■ TO BE DONE
Copy the data exactly; pictures stay out of the copy.

■ EXTRACTED DATA
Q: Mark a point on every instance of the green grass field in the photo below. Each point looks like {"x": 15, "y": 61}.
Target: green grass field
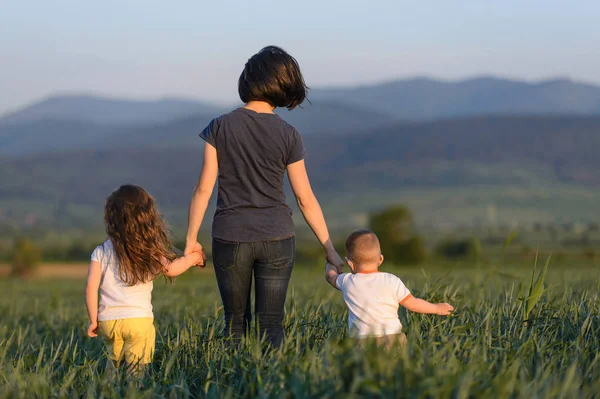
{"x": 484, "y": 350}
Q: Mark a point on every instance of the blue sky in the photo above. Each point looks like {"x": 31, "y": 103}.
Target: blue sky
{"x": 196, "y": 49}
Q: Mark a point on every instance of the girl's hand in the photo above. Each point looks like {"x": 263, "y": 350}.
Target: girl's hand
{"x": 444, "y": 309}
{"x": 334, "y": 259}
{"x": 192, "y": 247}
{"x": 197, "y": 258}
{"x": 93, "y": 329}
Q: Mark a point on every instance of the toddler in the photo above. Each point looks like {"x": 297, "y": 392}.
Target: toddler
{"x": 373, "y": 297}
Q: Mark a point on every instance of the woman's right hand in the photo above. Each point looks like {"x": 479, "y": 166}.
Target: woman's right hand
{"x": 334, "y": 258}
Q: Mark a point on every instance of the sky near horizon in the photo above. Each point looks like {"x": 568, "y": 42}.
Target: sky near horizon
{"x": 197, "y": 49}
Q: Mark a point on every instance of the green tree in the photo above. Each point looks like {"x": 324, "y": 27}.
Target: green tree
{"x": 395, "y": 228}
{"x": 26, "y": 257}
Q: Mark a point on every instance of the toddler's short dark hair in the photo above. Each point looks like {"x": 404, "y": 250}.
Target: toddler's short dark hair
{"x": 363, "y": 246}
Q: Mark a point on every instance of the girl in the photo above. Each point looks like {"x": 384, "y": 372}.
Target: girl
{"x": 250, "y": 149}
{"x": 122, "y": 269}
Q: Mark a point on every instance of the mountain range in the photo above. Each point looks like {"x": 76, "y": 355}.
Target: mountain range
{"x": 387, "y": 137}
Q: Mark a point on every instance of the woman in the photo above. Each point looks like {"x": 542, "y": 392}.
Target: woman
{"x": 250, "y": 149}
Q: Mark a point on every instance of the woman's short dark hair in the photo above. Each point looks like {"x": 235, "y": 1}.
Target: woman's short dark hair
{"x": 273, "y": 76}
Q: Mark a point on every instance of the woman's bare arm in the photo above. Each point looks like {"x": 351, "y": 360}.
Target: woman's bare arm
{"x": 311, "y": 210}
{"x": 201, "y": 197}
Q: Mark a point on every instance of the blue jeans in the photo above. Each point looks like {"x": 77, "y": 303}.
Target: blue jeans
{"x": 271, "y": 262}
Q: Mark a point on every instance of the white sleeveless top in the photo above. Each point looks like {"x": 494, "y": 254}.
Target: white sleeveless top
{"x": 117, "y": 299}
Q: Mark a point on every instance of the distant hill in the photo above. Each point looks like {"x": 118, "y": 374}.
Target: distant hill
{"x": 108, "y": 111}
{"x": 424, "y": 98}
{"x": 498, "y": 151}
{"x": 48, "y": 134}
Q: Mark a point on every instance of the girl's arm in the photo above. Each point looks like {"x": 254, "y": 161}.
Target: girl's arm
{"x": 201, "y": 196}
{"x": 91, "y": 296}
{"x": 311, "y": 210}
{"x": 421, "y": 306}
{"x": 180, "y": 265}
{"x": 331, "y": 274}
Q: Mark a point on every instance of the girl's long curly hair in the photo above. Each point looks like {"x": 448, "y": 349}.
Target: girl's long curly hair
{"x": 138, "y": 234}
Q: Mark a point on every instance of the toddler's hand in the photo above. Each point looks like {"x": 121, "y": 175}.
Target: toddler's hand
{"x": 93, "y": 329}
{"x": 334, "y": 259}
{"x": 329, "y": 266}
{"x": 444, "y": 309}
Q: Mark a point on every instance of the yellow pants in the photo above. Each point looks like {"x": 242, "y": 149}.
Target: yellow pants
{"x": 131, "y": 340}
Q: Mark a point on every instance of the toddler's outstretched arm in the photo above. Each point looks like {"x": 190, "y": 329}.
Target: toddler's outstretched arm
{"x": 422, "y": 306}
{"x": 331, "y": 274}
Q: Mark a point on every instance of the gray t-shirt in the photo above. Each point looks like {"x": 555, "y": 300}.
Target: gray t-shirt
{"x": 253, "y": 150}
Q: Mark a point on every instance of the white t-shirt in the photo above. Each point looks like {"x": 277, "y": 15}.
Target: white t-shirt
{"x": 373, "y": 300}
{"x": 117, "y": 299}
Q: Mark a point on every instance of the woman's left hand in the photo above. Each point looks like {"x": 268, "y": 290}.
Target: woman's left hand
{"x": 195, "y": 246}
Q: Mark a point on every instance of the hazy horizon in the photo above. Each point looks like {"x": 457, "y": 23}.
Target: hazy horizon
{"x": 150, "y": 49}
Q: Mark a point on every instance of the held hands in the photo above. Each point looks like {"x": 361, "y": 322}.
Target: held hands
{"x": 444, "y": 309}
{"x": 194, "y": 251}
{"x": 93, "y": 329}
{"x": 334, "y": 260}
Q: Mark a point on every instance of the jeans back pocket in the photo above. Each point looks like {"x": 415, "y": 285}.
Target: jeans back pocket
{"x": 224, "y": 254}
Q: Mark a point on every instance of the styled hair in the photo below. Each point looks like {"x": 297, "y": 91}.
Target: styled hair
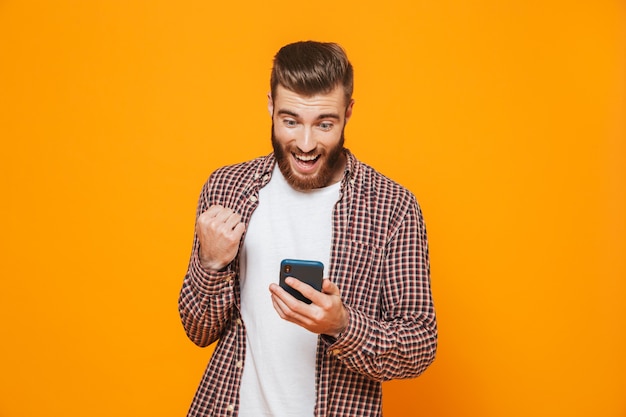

■ SOLUTION TO THIS TASK
Q: Mark a point on every instance of the green grass field in the photo below. Each point looks like {"x": 15, "y": 61}.
Target: green grass field
{"x": 484, "y": 350}
Q: Mark a point on every instance of the blue sky in the photo above. Each point looks like {"x": 31, "y": 103}.
Target: blue sky
{"x": 196, "y": 49}
Q: Mark a point on every instance of the girl's hand in the photo above. Each point looks like {"x": 263, "y": 350}.
Target: girl's hand
{"x": 444, "y": 309}
{"x": 334, "y": 259}
{"x": 192, "y": 247}
{"x": 197, "y": 258}
{"x": 93, "y": 329}
Q: Mark a point on every instance of the toddler in the photo above. Each point looks like {"x": 297, "y": 392}.
Target: toddler
{"x": 373, "y": 297}
Q: Mark a point on every instance of the woman's right hand in the photo above. Each point looks like {"x": 479, "y": 166}.
Target: woman's right hand
{"x": 334, "y": 258}
Q: Mark a point on every instance of the sky near horizon in the photo above. Each point looks like {"x": 568, "y": 42}.
Target: sky near horizon
{"x": 197, "y": 49}
Q: Mark a point on every instance of the green tree in the photo above. Each point looks like {"x": 324, "y": 27}.
Target: green tree
{"x": 395, "y": 228}
{"x": 26, "y": 257}
Q: Mark a point on every instance of the toddler's short dark hair in the photo above. Each point looks like {"x": 404, "y": 250}.
Target: toddler's short dark hair
{"x": 363, "y": 246}
Q: Mark a point on every instance of the girl in the photo above. Each point looks like {"x": 384, "y": 372}.
Target: girl
{"x": 250, "y": 149}
{"x": 122, "y": 269}
Q: Mark a point on every instance of the mountain range in the photo above. Each point looks like {"x": 76, "y": 355}.
Target: mountain range
{"x": 387, "y": 137}
Q: Mark a point on every instance of the woman in the photo above. Each point looks like {"x": 542, "y": 392}.
Target: woman
{"x": 250, "y": 149}
Q: Mark a point on every instance of the woman's short dark hair in the photo above. Each point looks like {"x": 235, "y": 1}.
Target: woman's short dark hair
{"x": 273, "y": 76}
Q: Mark a point on every instance of the woman's bare arm in the photo above. Each point looks like {"x": 351, "y": 360}.
Target: woman's bare arm
{"x": 311, "y": 210}
{"x": 201, "y": 197}
Q: Mark a point on every instance of the blue jeans in the photo above. Each point looks like {"x": 77, "y": 303}.
Target: blue jeans
{"x": 271, "y": 262}
Q: Mark a point on every instance of the white sleeveless top in the photo above. Each point looks like {"x": 494, "y": 254}.
Target: white sleeveless top
{"x": 117, "y": 299}
Q: Mark a point on every instance of the distant hill in the photo above. Each point looks like {"x": 118, "y": 374}.
Target: distant hill
{"x": 108, "y": 111}
{"x": 424, "y": 98}
{"x": 498, "y": 151}
{"x": 48, "y": 134}
Q: Mark a point on every instance of the girl's arm in the photo above. Each point looks like {"x": 254, "y": 161}.
Target: girl's arm
{"x": 201, "y": 196}
{"x": 91, "y": 296}
{"x": 311, "y": 210}
{"x": 421, "y": 306}
{"x": 180, "y": 265}
{"x": 331, "y": 274}
Q: Mark a point on every instance of the girl's long curly hair in the photo above. Each point looks like {"x": 448, "y": 349}.
Target: girl's long curly hair
{"x": 138, "y": 234}
Q: Mark a point on every instance of the toddler's hand in the photo above. Each point looks like {"x": 121, "y": 175}.
Target: toddler's hand
{"x": 93, "y": 329}
{"x": 334, "y": 259}
{"x": 329, "y": 266}
{"x": 444, "y": 309}
Q: Mark a point on every instance of the yellow pants in the photo above. Each point looks like {"x": 242, "y": 149}.
Target: yellow pants
{"x": 131, "y": 340}
Q: Mark a point on every instance of the toddler's outstretched arm in the photo above. Each point looks like {"x": 190, "y": 329}.
Target: toddler's outstretched arm
{"x": 422, "y": 306}
{"x": 331, "y": 274}
Q: Mark a point on every instance of the gray t-shirt in the photo above. Each point looks like {"x": 555, "y": 300}.
Target: gray t-shirt
{"x": 253, "y": 150}
Q: Mark a point on every instance of the white t-shirt in the photo above. Each point looks like {"x": 277, "y": 15}.
Target: white t-shirt
{"x": 373, "y": 300}
{"x": 117, "y": 299}
Q: Mark a point on every instance of the woman's left hand in the photo above. Each point looks like {"x": 268, "y": 290}.
Target: woman's left hand
{"x": 195, "y": 246}
Q: Mark a point on every instance of the hazy horizon in the photo above. Each point looks like {"x": 457, "y": 23}.
Target: hazy horizon
{"x": 150, "y": 49}
Q: Mark a point on every instance of the held hands in the photo above. Each point looks like {"x": 361, "y": 322}.
Target: held hands
{"x": 444, "y": 309}
{"x": 194, "y": 251}
{"x": 93, "y": 329}
{"x": 334, "y": 260}
Q: Mark a point on every instance of the jeans back pocket in the photo above. Each point looks like {"x": 415, "y": 285}.
Target: jeans back pocket
{"x": 224, "y": 254}
Q: Mark a point on every instance of the styled hair in the photo below. Each point looks like {"x": 297, "y": 91}.
Target: styled hair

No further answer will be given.